Exercise directions |
Filter the records down to the lines that hold the word "basketball", and copy each of those lines.
╭──
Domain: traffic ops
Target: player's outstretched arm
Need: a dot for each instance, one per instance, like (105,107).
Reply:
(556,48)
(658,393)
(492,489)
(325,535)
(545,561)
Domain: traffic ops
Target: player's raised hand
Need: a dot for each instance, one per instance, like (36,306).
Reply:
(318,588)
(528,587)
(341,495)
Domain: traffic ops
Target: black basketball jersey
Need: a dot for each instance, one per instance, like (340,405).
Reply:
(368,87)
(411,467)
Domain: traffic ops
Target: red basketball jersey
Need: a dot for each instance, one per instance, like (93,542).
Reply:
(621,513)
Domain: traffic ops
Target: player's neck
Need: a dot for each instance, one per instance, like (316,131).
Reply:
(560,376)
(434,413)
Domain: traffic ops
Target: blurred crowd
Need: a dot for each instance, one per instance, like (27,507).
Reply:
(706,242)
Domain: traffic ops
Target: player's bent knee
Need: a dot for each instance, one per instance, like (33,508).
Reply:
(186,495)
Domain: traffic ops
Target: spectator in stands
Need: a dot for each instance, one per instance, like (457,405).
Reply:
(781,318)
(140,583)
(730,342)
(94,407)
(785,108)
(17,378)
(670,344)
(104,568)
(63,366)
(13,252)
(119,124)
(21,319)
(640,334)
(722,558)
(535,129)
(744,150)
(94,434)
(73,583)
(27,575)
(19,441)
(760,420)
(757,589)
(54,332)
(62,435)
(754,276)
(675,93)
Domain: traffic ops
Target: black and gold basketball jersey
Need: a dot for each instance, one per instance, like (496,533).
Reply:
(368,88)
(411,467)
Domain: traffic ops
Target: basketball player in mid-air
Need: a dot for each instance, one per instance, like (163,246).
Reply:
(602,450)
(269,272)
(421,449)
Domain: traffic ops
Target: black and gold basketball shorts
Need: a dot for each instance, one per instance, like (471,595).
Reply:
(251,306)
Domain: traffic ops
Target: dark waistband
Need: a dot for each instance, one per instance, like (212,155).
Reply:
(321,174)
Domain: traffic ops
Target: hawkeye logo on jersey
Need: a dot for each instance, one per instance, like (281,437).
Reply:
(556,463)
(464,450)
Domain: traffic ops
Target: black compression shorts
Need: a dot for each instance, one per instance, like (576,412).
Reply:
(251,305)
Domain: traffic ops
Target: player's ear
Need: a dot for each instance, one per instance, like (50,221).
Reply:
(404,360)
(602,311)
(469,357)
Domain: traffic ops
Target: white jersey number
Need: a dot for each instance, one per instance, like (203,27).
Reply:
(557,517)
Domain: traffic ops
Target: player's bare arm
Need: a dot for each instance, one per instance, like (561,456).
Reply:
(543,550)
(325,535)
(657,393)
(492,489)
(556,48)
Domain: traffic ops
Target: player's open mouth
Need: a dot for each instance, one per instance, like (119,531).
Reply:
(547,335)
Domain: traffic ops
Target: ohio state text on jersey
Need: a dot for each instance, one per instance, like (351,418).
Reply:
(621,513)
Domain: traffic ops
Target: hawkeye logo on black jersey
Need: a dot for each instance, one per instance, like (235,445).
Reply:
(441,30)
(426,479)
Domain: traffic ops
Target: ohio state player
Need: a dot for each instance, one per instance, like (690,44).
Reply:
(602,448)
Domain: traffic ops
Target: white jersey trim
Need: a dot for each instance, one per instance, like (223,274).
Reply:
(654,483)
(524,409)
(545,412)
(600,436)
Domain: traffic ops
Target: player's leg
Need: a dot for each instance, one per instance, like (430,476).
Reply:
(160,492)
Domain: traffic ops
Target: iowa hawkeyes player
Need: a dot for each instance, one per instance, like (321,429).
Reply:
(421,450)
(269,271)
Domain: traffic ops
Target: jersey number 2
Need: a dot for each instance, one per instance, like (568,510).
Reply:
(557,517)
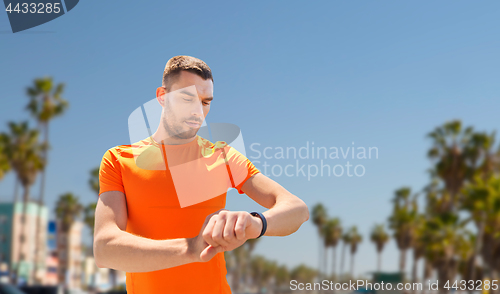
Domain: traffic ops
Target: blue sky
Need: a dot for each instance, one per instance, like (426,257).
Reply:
(377,73)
╰──
Reply to the exercise |
Target: black basketball jersey
Target: red basketball jersey
Target: black and gold basketball jersey
Target: basketball player in mid-air
Target: black and gold basketball shorts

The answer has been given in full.